Among these entries, how many lines have the string "bank" in them? Only the number is needed.

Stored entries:
_ _ _ _

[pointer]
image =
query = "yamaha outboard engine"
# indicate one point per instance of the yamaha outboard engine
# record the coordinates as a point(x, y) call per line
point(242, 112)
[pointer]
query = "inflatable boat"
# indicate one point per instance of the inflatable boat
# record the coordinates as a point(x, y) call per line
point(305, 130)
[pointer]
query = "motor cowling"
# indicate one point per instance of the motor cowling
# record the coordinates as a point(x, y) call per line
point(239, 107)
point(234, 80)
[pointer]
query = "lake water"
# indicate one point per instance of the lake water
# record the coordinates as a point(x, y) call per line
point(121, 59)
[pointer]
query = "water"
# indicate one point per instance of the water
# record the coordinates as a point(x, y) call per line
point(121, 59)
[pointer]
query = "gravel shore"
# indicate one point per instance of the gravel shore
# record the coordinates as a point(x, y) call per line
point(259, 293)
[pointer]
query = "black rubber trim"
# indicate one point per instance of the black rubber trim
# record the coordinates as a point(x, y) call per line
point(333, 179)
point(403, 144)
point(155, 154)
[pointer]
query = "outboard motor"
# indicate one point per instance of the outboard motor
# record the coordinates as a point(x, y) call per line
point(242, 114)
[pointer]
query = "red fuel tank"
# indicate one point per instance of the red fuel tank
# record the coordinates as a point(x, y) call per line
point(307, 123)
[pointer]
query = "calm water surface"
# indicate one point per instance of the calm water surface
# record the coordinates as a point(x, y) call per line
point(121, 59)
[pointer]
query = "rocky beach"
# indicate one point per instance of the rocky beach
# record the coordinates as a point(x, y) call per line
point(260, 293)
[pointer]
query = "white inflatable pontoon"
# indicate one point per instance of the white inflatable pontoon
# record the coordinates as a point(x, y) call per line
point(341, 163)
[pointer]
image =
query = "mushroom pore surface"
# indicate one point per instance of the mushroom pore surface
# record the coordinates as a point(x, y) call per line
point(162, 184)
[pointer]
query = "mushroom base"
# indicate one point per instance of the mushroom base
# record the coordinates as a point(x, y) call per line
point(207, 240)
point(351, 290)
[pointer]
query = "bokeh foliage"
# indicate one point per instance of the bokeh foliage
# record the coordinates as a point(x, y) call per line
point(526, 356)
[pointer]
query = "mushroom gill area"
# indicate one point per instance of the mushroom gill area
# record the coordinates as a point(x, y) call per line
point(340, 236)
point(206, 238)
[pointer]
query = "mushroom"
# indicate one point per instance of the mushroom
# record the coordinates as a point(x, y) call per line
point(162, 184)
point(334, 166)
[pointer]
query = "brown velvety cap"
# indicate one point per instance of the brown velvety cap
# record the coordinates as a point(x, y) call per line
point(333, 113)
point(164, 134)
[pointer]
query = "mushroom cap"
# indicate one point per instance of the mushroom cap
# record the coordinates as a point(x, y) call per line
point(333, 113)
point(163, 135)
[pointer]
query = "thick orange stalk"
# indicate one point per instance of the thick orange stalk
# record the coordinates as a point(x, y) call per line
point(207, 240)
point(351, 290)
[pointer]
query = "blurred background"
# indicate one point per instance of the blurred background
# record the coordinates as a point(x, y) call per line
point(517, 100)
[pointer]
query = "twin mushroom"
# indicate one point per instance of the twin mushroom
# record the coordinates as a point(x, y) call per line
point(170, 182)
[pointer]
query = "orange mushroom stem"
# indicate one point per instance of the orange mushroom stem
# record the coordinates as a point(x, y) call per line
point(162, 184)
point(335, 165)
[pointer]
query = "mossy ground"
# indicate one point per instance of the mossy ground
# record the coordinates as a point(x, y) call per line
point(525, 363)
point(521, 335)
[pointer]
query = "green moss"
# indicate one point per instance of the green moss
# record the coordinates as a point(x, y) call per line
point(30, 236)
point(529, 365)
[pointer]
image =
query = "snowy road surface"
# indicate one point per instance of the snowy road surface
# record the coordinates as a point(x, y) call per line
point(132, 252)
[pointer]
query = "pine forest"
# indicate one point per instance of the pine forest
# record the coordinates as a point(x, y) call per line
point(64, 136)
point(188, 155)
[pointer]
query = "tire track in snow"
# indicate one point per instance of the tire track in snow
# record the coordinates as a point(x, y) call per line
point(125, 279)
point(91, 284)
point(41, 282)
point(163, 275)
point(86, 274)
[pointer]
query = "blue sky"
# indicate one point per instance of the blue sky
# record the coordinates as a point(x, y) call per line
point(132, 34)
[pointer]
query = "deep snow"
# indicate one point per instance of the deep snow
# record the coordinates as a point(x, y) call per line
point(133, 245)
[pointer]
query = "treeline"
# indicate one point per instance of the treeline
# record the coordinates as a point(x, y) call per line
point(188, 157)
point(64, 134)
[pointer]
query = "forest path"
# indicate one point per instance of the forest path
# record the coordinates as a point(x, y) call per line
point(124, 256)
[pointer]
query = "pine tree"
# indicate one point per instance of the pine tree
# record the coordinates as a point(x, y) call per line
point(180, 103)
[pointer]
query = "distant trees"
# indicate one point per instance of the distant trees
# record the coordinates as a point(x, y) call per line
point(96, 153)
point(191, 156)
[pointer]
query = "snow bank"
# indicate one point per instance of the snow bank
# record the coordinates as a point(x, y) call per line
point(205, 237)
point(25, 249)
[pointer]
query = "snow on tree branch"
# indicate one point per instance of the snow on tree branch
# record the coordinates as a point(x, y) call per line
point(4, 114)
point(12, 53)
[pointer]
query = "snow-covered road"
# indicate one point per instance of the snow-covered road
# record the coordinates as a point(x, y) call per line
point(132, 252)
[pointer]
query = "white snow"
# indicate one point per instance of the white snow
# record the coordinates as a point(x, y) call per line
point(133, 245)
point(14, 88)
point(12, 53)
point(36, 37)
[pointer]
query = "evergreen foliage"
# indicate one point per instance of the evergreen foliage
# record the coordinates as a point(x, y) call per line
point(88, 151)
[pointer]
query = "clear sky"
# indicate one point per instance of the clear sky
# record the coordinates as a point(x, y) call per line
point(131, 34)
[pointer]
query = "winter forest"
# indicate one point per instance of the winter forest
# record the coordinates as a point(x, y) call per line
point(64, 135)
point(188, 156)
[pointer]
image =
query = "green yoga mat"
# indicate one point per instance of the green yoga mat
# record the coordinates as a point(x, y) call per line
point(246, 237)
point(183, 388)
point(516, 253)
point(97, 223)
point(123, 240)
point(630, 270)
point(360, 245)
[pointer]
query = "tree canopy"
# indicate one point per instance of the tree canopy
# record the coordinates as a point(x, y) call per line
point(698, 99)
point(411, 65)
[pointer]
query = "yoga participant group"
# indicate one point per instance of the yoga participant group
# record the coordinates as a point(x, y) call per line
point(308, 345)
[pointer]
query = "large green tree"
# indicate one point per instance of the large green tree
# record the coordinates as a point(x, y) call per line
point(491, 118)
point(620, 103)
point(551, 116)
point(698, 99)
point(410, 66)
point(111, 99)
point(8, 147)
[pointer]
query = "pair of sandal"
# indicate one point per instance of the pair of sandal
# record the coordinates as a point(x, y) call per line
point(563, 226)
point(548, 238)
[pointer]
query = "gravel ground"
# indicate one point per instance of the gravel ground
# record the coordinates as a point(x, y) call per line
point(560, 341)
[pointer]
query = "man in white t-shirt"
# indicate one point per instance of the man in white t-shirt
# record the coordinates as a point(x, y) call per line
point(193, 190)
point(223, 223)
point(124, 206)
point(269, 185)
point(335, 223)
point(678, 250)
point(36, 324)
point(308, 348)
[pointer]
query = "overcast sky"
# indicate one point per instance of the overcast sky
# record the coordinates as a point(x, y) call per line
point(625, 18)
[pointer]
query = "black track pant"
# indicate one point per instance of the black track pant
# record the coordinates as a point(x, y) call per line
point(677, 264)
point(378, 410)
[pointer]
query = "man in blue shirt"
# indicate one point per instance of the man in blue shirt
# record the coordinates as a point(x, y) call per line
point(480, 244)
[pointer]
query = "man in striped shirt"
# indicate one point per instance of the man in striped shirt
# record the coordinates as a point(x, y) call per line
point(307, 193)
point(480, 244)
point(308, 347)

_ _ _ _

§ SOLUTION: 2